歯根破折とは歯の根っこの部分が折れてしまうことです。表から見えない部分が折れるため、自分では折れていることにあまり気づくことはありません。歯根破折は様々な不快症状を起こし、治療するとしても救いようのないことが多く、抜歯しか方法がない場合が多いのが怖いところです。また、虫歯や歯周病に次いで、歯を失う大きな原因になっているほど頻繁に起こるものでもあります。歯根破折とはどのようなものか、どんな場合に起きやすいのか、治療法、予防法などについて解説していきます。
歯根破折とはどんな状態?
歯根破折は歯の根っこ(歯根)が折れたり、ヒビが入ったりしている状態です。この割れた部分から口の中の細菌が歯の中や歯茎、骨に入り込んで痛みや腫れなどのあらゆる不快症状を引き起こします。この破折は多くの場合、ゆっくりと進行し、ひどくなっていきますが、初期の段階ではレントゲンにも全く異常が見られないため、痛みなどを感じてもなかなか原因が見つからず、長期間にわたって苦しむ場合もあります。

--

• [課題の詳細]:
歯根破折に関する本文抜粋をもとに、次の問いに答えよ。
1. 歯根破折は、虫歯や歯周病に次いで何の大きな原因になっているとされているか。
2. 割れた部分から入り込んだ口の中の細菌は、どこに入り込むと述べられているか。
3. 初期の段階では、何にも全く異常が見られないとされているか。

--

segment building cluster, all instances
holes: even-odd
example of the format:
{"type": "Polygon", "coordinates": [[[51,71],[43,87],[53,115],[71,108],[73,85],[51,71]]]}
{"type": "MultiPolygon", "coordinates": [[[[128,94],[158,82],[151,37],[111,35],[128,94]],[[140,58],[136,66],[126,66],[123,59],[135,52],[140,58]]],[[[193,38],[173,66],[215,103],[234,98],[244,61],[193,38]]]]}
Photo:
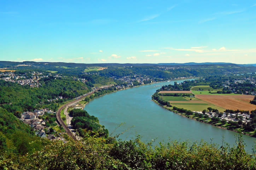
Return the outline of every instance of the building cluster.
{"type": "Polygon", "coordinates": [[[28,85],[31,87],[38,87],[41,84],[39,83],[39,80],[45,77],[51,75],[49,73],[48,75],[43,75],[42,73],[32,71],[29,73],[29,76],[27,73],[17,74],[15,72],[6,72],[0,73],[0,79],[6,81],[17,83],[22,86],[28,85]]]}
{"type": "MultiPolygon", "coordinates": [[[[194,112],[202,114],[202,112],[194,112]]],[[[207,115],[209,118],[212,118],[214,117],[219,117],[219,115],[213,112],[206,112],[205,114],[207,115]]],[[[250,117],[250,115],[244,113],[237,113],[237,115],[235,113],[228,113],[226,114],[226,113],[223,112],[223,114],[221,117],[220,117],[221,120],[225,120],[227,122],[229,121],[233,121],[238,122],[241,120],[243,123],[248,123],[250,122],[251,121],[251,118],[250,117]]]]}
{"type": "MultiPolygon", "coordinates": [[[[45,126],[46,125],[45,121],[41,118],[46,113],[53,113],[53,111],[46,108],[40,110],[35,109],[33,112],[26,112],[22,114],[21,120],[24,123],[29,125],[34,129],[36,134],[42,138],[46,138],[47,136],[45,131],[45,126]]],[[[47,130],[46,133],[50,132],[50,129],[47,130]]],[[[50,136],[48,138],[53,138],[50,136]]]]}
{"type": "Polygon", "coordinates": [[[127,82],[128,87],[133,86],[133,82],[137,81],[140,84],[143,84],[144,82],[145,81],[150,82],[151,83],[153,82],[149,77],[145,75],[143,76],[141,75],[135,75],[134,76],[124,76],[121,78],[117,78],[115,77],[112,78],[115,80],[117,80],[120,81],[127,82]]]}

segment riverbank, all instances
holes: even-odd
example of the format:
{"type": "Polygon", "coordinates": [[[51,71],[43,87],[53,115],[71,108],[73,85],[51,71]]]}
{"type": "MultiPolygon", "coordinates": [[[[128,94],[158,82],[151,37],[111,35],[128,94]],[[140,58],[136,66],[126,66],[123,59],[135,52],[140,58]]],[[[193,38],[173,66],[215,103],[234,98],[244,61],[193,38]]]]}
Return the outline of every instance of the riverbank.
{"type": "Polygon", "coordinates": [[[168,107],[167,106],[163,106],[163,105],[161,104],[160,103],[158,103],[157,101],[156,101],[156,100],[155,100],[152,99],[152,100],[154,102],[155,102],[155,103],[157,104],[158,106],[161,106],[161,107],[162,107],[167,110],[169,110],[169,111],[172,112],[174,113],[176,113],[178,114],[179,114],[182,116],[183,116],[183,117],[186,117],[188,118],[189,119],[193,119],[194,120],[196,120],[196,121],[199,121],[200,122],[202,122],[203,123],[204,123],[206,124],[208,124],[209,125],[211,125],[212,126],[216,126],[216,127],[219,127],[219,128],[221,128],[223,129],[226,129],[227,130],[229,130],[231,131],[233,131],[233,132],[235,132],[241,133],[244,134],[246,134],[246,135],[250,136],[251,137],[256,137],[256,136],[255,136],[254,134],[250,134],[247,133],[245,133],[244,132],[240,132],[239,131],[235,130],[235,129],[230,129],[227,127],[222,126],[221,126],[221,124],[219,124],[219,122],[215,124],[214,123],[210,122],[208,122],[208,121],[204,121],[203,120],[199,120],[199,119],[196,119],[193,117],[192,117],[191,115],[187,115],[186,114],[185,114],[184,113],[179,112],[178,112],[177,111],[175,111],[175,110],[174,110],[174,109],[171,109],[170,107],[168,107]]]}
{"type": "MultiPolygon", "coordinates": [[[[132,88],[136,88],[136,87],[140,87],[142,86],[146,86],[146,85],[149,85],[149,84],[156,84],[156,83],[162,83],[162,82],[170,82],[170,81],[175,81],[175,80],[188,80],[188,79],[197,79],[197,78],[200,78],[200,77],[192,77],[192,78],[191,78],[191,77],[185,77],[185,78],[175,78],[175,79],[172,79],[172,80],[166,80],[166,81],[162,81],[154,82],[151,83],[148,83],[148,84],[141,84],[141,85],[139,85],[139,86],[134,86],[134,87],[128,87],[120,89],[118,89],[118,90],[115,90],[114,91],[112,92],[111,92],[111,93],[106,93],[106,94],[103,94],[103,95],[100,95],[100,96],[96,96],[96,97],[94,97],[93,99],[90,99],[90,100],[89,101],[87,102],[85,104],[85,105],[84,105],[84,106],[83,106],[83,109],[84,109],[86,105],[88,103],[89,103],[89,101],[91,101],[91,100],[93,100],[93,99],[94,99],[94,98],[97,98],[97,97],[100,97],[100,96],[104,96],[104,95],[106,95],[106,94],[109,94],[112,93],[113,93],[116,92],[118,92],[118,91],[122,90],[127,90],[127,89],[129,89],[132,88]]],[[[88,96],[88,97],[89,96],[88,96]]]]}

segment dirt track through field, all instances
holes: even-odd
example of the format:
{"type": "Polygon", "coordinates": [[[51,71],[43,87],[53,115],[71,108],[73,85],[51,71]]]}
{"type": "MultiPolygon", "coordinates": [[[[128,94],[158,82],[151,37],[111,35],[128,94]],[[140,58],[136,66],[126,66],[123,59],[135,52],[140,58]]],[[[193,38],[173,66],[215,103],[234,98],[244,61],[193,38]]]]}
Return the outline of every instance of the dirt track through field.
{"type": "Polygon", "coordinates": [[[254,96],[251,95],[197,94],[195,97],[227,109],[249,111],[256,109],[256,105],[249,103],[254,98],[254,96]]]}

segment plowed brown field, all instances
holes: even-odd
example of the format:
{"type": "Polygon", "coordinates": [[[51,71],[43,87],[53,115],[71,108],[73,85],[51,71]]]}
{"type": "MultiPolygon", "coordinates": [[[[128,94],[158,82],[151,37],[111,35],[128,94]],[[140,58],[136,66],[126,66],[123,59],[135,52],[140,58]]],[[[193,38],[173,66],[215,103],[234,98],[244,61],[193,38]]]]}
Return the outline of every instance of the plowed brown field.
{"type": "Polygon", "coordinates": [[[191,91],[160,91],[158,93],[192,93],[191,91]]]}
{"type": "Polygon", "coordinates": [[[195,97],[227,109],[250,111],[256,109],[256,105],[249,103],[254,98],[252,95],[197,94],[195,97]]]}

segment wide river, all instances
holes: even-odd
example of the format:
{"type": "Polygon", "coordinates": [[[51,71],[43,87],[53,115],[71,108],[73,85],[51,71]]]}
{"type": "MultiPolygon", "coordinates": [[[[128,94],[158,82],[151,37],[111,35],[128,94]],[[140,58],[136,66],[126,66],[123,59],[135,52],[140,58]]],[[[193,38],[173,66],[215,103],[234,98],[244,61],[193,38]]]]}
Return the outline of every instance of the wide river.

--

• [完成した課題]:
1. 歯を失う大きな原因。
2. 歯の中や歯茎、骨。
3. レントゲン。